The tasks:
1 - Reproduce the passage of the revenue operations conversation from "100%. That's the" up to and including "to address it.".
2 - Identify every line in the records that contains the string "driveway", treating uppercase and lowercase as different, and copy each of those lines.
#### Provided text
Again, it's just in the process of having that beautiful discussion that often they will, organizations will come to that light themselves. You don't need to force it upon them and certainly the organizations I've seen most successful with a rev-ops paradigm as their core revenue motion in their business is when they've had a role of a COO or a CRO or a CFO that's a little bit operational, even a classical senior is helpful. Just a senior leader that starts to walk in the direction of, I actually can work across these functions. I don't need to just necessarily be, operations only and putting my blinders on. Very cool. And so again, going back to what you shared earlier, this is about creating symbiosis across the whole organization.
We're all here to create revenue, support our clients, but if we silo ourselves, that's going to create friction and that's going to create resistance overall. Is that accurate?
100%. That's the crux.

[13:09] Love senior-level leadership. We got RevOps. We got all that. All right, let's deal with the elephant in the room. Salespeople don't like CRMs. They don't like automation. They don't like sequences. They don't like AI. It's all nonsense, but we got to address it.
########
#### Records for processing
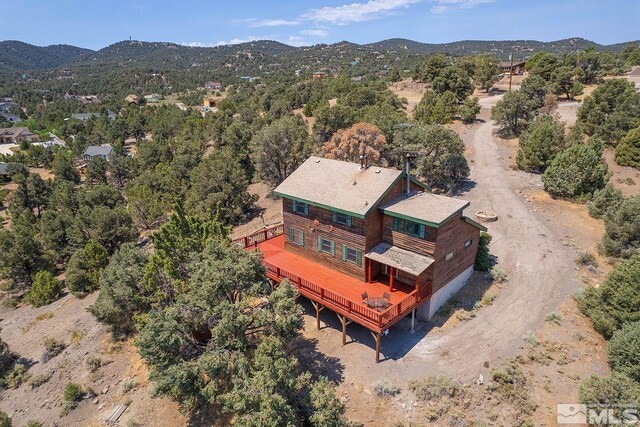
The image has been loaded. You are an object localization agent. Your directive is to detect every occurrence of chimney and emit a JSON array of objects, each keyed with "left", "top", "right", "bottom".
[{"left": 360, "top": 145, "right": 369, "bottom": 170}]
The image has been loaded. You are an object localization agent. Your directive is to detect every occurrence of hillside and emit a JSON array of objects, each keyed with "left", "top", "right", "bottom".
[
  {"left": 0, "top": 37, "right": 638, "bottom": 71},
  {"left": 0, "top": 40, "right": 93, "bottom": 70}
]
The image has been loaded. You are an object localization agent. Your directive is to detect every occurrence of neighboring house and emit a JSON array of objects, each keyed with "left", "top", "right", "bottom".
[
  {"left": 500, "top": 60, "right": 527, "bottom": 75},
  {"left": 238, "top": 157, "right": 485, "bottom": 360},
  {"left": 0, "top": 127, "right": 40, "bottom": 144},
  {"left": 82, "top": 144, "right": 113, "bottom": 161},
  {"left": 71, "top": 110, "right": 116, "bottom": 122},
  {"left": 204, "top": 82, "right": 222, "bottom": 90}
]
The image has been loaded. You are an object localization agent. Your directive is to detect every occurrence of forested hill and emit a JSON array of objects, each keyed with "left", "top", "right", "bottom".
[
  {"left": 0, "top": 40, "right": 93, "bottom": 70},
  {"left": 0, "top": 38, "right": 638, "bottom": 70}
]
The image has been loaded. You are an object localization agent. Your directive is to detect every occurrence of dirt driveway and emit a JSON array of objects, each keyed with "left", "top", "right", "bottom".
[{"left": 305, "top": 96, "right": 578, "bottom": 392}]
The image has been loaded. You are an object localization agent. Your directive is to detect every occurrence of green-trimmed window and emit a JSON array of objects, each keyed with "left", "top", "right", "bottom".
[
  {"left": 333, "top": 211, "right": 351, "bottom": 227},
  {"left": 342, "top": 245, "right": 362, "bottom": 266},
  {"left": 393, "top": 216, "right": 425, "bottom": 239},
  {"left": 289, "top": 227, "right": 304, "bottom": 246},
  {"left": 318, "top": 236, "right": 336, "bottom": 256},
  {"left": 293, "top": 200, "right": 309, "bottom": 216}
]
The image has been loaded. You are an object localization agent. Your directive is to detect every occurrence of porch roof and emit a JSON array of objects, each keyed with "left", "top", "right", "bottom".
[{"left": 364, "top": 243, "right": 435, "bottom": 276}]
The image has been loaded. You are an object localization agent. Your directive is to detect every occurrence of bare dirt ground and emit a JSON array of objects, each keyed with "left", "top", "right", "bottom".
[{"left": 0, "top": 293, "right": 186, "bottom": 427}]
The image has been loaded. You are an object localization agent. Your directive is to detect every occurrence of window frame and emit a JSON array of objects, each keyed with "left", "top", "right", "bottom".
[
  {"left": 289, "top": 227, "right": 304, "bottom": 246},
  {"left": 342, "top": 245, "right": 362, "bottom": 267},
  {"left": 318, "top": 236, "right": 336, "bottom": 257}
]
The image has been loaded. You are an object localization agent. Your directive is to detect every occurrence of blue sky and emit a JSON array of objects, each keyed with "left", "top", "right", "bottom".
[{"left": 0, "top": 0, "right": 640, "bottom": 49}]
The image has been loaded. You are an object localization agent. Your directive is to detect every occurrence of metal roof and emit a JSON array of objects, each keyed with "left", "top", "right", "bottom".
[
  {"left": 274, "top": 156, "right": 402, "bottom": 217},
  {"left": 364, "top": 243, "right": 435, "bottom": 276},
  {"left": 380, "top": 192, "right": 469, "bottom": 225}
]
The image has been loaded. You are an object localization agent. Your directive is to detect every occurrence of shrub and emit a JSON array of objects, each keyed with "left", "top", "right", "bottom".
[
  {"left": 42, "top": 337, "right": 67, "bottom": 363},
  {"left": 27, "top": 271, "right": 62, "bottom": 307},
  {"left": 545, "top": 311, "right": 562, "bottom": 325},
  {"left": 29, "top": 371, "right": 53, "bottom": 388},
  {"left": 577, "top": 256, "right": 640, "bottom": 338},
  {"left": 542, "top": 144, "right": 608, "bottom": 198},
  {"left": 615, "top": 127, "right": 640, "bottom": 168},
  {"left": 491, "top": 266, "right": 509, "bottom": 283},
  {"left": 85, "top": 356, "right": 102, "bottom": 372},
  {"left": 516, "top": 114, "right": 564, "bottom": 173},
  {"left": 5, "top": 363, "right": 29, "bottom": 388},
  {"left": 63, "top": 383, "right": 84, "bottom": 402},
  {"left": 0, "top": 411, "right": 13, "bottom": 427},
  {"left": 578, "top": 371, "right": 640, "bottom": 418},
  {"left": 373, "top": 380, "right": 400, "bottom": 397},
  {"left": 602, "top": 195, "right": 640, "bottom": 258},
  {"left": 409, "top": 375, "right": 462, "bottom": 400},
  {"left": 66, "top": 240, "right": 109, "bottom": 297},
  {"left": 609, "top": 322, "right": 640, "bottom": 383},
  {"left": 474, "top": 231, "right": 491, "bottom": 271},
  {"left": 587, "top": 184, "right": 624, "bottom": 218}
]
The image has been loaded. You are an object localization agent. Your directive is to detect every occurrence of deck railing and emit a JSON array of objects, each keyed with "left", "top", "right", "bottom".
[
  {"left": 263, "top": 261, "right": 420, "bottom": 332},
  {"left": 231, "top": 224, "right": 284, "bottom": 248}
]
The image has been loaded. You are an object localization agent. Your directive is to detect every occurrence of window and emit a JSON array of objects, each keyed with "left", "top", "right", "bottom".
[
  {"left": 393, "top": 217, "right": 425, "bottom": 239},
  {"left": 289, "top": 227, "right": 304, "bottom": 246},
  {"left": 318, "top": 236, "right": 336, "bottom": 256},
  {"left": 342, "top": 245, "right": 362, "bottom": 266},
  {"left": 333, "top": 212, "right": 351, "bottom": 227},
  {"left": 293, "top": 200, "right": 309, "bottom": 216}
]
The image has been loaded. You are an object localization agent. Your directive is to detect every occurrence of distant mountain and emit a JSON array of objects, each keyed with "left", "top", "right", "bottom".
[
  {"left": 0, "top": 37, "right": 638, "bottom": 72},
  {"left": 0, "top": 40, "right": 93, "bottom": 70},
  {"left": 365, "top": 37, "right": 638, "bottom": 59}
]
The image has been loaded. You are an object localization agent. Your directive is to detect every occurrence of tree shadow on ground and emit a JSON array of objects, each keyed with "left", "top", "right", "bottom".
[
  {"left": 292, "top": 337, "right": 344, "bottom": 384},
  {"left": 298, "top": 272, "right": 493, "bottom": 366}
]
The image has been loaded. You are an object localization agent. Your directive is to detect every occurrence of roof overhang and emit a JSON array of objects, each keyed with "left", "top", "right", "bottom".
[{"left": 364, "top": 243, "right": 435, "bottom": 276}]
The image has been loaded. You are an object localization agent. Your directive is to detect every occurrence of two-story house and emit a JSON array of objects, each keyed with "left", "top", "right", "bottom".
[{"left": 235, "top": 157, "right": 484, "bottom": 360}]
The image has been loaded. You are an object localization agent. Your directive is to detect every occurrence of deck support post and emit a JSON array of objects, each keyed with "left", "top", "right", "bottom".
[
  {"left": 371, "top": 332, "right": 382, "bottom": 363},
  {"left": 336, "top": 313, "right": 351, "bottom": 347},
  {"left": 311, "top": 300, "right": 324, "bottom": 330},
  {"left": 411, "top": 308, "right": 416, "bottom": 333}
]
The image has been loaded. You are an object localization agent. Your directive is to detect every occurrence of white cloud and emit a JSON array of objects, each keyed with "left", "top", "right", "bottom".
[
  {"left": 300, "top": 28, "right": 329, "bottom": 37},
  {"left": 231, "top": 18, "right": 300, "bottom": 28},
  {"left": 301, "top": 0, "right": 422, "bottom": 25},
  {"left": 431, "top": 0, "right": 495, "bottom": 13}
]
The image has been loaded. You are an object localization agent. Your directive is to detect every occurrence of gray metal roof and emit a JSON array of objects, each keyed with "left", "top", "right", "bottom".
[
  {"left": 274, "top": 156, "right": 402, "bottom": 217},
  {"left": 380, "top": 192, "right": 469, "bottom": 224},
  {"left": 84, "top": 145, "right": 113, "bottom": 157},
  {"left": 364, "top": 243, "right": 435, "bottom": 276}
]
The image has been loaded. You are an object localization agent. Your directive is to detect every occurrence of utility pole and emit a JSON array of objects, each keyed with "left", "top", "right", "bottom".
[{"left": 509, "top": 49, "right": 513, "bottom": 92}]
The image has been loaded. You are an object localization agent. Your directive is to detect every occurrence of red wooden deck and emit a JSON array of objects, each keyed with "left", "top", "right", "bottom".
[{"left": 235, "top": 225, "right": 427, "bottom": 334}]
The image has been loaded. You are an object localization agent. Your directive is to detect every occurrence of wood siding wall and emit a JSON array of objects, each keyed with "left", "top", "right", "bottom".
[
  {"left": 282, "top": 198, "right": 366, "bottom": 281},
  {"left": 433, "top": 215, "right": 480, "bottom": 292}
]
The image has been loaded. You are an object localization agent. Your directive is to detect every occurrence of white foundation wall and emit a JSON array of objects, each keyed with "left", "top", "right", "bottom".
[{"left": 416, "top": 266, "right": 473, "bottom": 320}]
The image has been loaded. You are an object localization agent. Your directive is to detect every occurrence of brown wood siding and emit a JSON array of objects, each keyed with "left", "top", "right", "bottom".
[
  {"left": 282, "top": 198, "right": 366, "bottom": 280},
  {"left": 382, "top": 215, "right": 436, "bottom": 256},
  {"left": 433, "top": 215, "right": 480, "bottom": 292}
]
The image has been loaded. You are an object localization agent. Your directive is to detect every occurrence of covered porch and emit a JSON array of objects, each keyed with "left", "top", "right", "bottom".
[{"left": 238, "top": 235, "right": 428, "bottom": 361}]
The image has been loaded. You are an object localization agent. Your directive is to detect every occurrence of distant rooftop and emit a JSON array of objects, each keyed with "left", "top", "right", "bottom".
[
  {"left": 380, "top": 192, "right": 469, "bottom": 224},
  {"left": 274, "top": 156, "right": 402, "bottom": 217}
]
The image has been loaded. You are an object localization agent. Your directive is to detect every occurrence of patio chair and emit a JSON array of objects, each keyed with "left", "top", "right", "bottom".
[{"left": 382, "top": 292, "right": 391, "bottom": 304}]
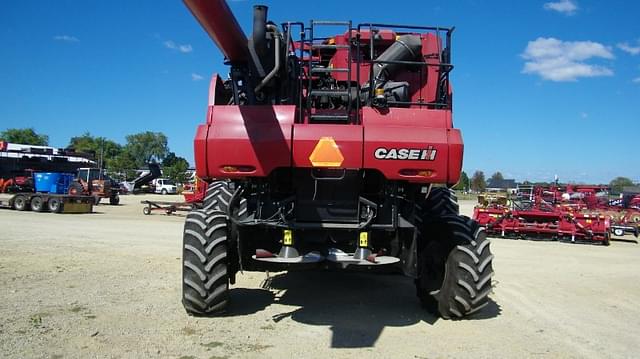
########
Exercise responses:
1 -
100%. That's the crux.

[13:09] Love senior-level leadership. We got RevOps. We got all that. All right, let's deal with the elephant in the room. Salespeople don't like CRMs. They don't like automation. They don't like sequences. They don't like AI. It's all nonsense, but we got to address it.

2 -
The image has been loaded. You are an object localization agent. Your directive is to detect every occurrence of dirt driveway and emit a JSON array of objects, each keyed with "left", "top", "right", "bottom".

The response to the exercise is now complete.